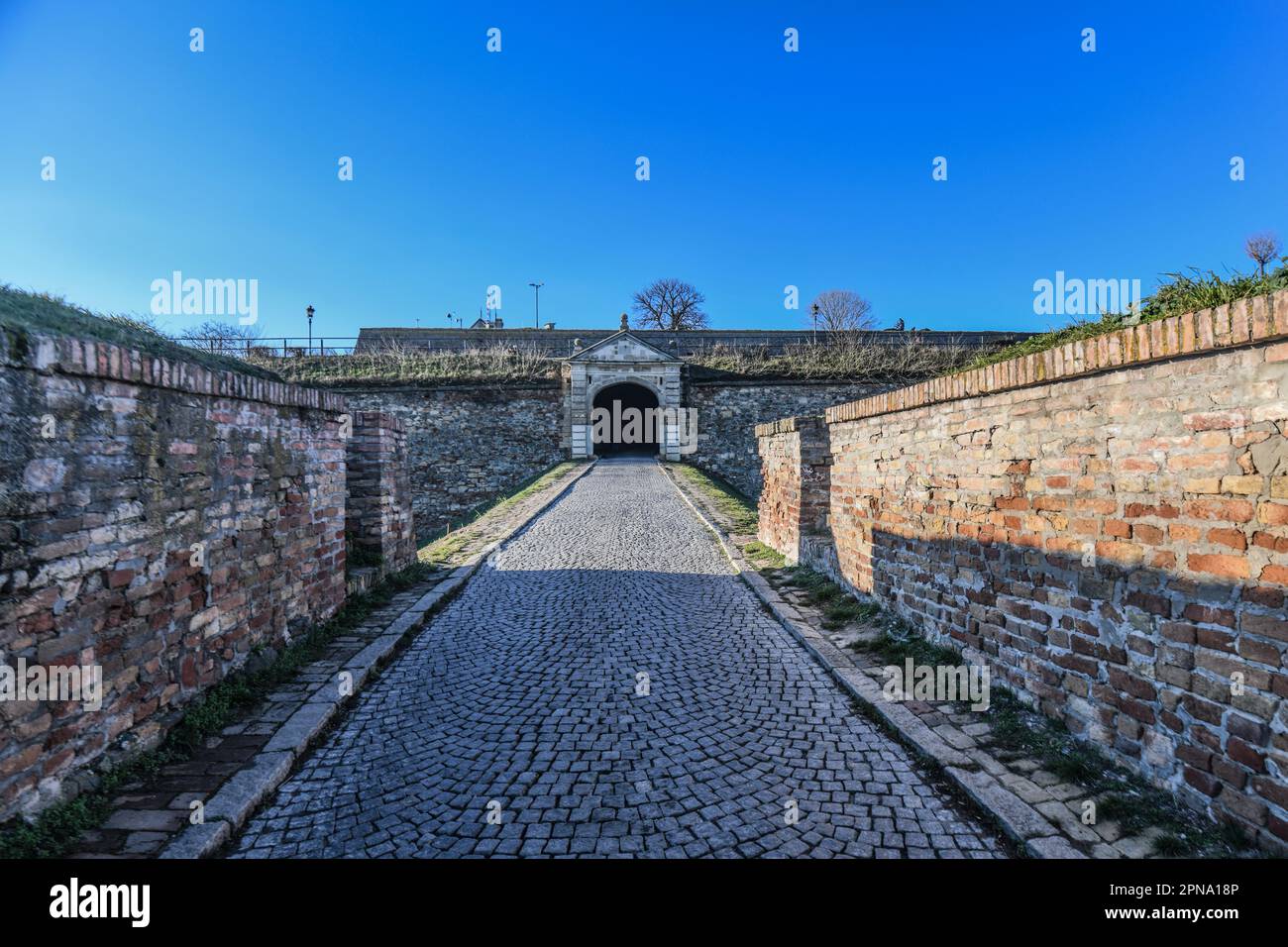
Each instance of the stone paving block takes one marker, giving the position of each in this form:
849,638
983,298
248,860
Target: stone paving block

=======

## [Given problem]
Repeat the records above exactly, omitting every picture.

## [Answer]
Each instance of the stone paving block takes one marker, giving the position of each in this form:
849,638
983,298
248,860
Target: stone paving block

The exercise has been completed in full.